Is there a KMP library for running LLM inference (...
# ai
f
Is there a KMP library for running LLM inference (locally)?
s
Not kmp, but there is pure java library based project panama and vector APIs..It’s pretty neat - https://github.com/tjake/Jlama
1
p
Not quite pure, after all there’s some native code in there. But yea, it's good library Also there is nirmato-ollama, client for ollama
👍 1
f
Thanks guys, But jlama only does CPU inference, And I'm looking for in-process inference. I think I'll make a KMP library starting with Java-llama.cpp (not to be confused with Jlama)
p
interesting, what targets do you need need? btw, there's also kinference for running onnx models, and here's example with gpt2. But I’m not sure if it will be supported in the future. There haven’t been any commits recently
f
Currently desktop, android ,web
so for web a webgpu backend is important
s
CPU inference,
Yeah, i think wip for webgpu support - https://github.com/tjake/Jlama/pull/150 , but yeah this won’t be multiplatform.
f
The state of LLM inference outside of desktop is sad, web libraries either lack gpu inference or freeze the browser. No android library as far as I can see Actually there might be something
yeah so apparently java-llamacpp doesn't use the gpu version of llamacpp
After 2 weeks of trying to make it work, I'm starting to think we are not at the point we can have good local LLM inference. For anyone interested, this is the sorry state of local LLM inference across all platforms, other than iOS. I'm guessing python libraries do better, but we don't have that in KMP world. If anyone has suggestions, I'm happy to hear them. Current issues of LLM backends All • Do not differentiate between loading progress of downloading and loading from disk Web WebLLM • Lags out the entire browser when running inference (#694) • Progress listener reports only raw text output instead of structured info (related: #666) • Doesn’t work on Firefox (#644) • Can cancel inference, but can’t cancel model loading (#499) • Requires special mc-llm model builds Transformers.js • Hard caps at certain model sizes (#952) • No way to cancel inference or loading (#1182) • Vendor locked to Hugging Face repositories; only ONNX models supported Desktop Java-llama.cpp • No progress indicator (#113) • Supports only GGUF format • No GPU build available yet • Model loading may be impossible to interrupt Jllama • Developed from scratch by a single person; limited model support • Only CPU inference right now (#150) • Most promising one to convert to KMP and use across all platforms (nice) Android Java-llama.cpp • Same issues as desktop Java-llama.cpp • Even more difficult to build and integrate MediaPipe • Doesn’t support chat templates (#5558) • Very fast (nice) • Only .task files supported • No way to interrupt inference—even closing the model doesn’t work (#5740) • Probably no way to cancel model loading • No progress indicator (#6002)

-.-.-

### Work request:
Continue the forum thread above on local LLM inference libraries for Kotlin Multiplatform, starting right after its final line.

### Data excerpts:
-.-.-

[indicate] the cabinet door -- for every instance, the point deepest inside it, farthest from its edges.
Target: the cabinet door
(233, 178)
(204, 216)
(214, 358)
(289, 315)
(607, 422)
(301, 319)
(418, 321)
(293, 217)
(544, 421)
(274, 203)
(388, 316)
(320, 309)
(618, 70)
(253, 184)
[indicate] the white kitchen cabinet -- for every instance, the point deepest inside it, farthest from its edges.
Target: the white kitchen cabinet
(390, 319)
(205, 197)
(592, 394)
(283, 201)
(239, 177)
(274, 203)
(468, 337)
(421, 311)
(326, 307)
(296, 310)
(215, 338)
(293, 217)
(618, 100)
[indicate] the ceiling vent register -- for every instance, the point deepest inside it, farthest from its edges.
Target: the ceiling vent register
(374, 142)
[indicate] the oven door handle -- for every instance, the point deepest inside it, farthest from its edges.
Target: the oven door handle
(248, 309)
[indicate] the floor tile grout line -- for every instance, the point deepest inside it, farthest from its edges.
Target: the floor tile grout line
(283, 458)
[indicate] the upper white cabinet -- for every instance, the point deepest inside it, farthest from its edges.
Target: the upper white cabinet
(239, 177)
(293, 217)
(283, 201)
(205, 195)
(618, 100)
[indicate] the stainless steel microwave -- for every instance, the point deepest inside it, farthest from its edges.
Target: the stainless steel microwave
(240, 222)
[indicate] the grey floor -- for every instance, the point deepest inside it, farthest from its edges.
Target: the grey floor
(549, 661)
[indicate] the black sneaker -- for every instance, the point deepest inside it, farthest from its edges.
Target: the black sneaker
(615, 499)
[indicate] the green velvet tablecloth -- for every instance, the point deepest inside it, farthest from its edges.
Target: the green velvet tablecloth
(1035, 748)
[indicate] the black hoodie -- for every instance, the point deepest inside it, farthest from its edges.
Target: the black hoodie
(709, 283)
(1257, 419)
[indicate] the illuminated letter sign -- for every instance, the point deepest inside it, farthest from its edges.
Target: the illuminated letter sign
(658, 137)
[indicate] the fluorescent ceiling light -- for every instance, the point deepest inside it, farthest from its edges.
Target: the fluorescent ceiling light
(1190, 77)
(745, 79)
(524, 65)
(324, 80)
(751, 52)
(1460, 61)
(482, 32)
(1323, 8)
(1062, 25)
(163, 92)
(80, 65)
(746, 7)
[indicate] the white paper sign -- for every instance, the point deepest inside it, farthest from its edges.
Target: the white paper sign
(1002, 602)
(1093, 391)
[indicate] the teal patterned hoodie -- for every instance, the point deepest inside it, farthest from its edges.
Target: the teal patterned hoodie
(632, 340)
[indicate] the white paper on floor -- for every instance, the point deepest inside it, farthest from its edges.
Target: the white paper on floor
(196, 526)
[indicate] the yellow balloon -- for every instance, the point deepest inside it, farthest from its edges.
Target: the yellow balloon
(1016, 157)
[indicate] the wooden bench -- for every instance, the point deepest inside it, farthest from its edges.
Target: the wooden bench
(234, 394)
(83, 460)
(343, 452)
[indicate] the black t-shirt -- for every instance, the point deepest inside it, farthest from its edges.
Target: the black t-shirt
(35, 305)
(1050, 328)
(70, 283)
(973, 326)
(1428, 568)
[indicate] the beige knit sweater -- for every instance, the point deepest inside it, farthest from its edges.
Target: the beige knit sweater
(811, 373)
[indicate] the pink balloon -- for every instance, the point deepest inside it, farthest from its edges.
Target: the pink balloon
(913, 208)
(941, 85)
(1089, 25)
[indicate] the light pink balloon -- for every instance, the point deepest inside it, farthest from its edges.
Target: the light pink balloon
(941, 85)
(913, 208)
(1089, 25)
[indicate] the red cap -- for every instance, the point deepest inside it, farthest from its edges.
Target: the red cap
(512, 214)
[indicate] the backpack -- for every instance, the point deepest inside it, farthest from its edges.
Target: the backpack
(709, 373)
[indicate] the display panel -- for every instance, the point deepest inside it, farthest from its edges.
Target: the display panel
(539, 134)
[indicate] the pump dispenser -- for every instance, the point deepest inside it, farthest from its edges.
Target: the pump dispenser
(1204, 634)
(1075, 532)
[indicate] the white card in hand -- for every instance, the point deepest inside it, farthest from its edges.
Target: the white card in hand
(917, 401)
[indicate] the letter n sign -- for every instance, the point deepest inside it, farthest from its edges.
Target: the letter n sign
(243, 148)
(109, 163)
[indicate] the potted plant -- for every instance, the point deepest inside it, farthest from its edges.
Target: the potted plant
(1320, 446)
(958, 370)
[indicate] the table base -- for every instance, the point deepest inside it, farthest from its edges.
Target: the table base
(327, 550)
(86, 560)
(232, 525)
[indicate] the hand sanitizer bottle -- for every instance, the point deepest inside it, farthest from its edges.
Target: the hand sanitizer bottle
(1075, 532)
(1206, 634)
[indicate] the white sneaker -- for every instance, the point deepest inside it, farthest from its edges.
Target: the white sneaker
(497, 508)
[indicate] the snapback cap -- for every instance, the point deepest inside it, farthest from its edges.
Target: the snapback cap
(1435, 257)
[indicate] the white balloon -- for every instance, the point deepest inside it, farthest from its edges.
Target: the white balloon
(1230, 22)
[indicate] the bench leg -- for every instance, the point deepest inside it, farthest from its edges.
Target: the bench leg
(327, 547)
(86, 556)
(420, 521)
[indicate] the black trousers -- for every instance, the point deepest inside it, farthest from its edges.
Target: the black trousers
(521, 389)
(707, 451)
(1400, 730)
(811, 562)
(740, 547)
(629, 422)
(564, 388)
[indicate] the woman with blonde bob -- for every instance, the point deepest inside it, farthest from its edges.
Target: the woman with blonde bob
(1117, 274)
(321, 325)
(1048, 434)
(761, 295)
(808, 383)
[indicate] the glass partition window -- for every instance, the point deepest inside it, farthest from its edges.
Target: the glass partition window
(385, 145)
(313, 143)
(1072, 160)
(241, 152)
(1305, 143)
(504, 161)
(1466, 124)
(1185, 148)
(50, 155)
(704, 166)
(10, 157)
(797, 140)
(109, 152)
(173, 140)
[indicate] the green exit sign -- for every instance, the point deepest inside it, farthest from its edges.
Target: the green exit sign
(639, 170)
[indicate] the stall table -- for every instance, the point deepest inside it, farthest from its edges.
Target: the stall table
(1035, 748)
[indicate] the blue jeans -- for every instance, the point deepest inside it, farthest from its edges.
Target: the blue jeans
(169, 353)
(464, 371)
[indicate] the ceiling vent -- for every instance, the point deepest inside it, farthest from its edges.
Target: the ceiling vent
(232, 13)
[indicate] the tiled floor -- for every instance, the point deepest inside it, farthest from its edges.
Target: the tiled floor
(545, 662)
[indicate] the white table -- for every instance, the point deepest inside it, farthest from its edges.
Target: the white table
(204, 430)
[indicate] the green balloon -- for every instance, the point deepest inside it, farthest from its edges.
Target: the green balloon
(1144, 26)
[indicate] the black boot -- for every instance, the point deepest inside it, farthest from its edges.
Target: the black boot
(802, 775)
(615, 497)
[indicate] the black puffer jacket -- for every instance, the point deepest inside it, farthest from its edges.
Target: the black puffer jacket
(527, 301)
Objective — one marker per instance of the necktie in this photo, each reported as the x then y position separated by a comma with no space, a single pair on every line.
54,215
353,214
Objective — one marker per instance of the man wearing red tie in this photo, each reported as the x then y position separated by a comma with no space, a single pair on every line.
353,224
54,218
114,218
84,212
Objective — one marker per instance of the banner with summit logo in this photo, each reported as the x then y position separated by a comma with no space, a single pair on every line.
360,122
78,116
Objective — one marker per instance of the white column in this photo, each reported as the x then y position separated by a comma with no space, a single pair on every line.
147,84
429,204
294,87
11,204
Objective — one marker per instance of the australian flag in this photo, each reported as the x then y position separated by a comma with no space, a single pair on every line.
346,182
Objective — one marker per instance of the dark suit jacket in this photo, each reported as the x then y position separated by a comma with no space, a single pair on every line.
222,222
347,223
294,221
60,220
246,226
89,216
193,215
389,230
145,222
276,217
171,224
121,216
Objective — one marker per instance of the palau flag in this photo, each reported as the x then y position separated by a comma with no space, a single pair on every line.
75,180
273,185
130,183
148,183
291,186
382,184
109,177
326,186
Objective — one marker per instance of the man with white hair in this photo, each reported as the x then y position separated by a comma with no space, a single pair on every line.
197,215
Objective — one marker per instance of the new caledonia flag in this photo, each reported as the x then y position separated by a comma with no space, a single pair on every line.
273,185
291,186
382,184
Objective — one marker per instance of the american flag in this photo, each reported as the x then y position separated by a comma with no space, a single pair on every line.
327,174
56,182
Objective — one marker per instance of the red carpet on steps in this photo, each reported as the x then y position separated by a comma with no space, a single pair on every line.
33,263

-.-.-

### Output for this exercise:
👍 1
s
@Fudge there is also GPULlama3 - https://github.com/beehive-lab/GPULlama3.java
t
There is also KInference with TFJS and full MPP support: https://github.com/JetBrains-Research/kinference
m
Hi @Fudge I am playing around with the same topic(https://skainet.sk), do you have particular models, model formats, HW requiremnets, use cases, why you want to run llm locally? I am particullary interesten in KMP aspect, what platforms are you targeting. It could help us in priorotizing the tasks we are working on, in order to get the first version out ....
f
Hey @Michal Harakal, Local LLM inferrence on edge devices, i.e. android web iOS is extremely important to me, as most users are on those platforms, and many users value the privacy, control and reduced costs that local LLMs provide
I am looking to build an app based on LLM chat
@suresh @TanVD Thank you for the suggestions, I will take a look around
GPULlama3 seems to have limited model support, and KInference does not seem maintained unfortunately (compared to what I would expect for a library for this topic)
m
@Fudge this sounds very interesting. Do you have some adapted, finetunned/whatever models or you want to go with existing models? Do you have some preferences regadning file format (gguf, safetensors ...) ?
I understand you focus on edge and on device-AI, but for JVM, as something to start with I can recommend Jlama from Jake, because of maturity and great support from on discord ...
f
@Michal Harakal It's all about being able to use as many models as possible, including finetunes. If Google release a new model, it should be supported asap. Same with Meta, OpenAI, etc... The format doesn't matter, as long as we can convert the original model to the format we use. Most models are pytorch (safetensors), but gguf is more convenient for applications.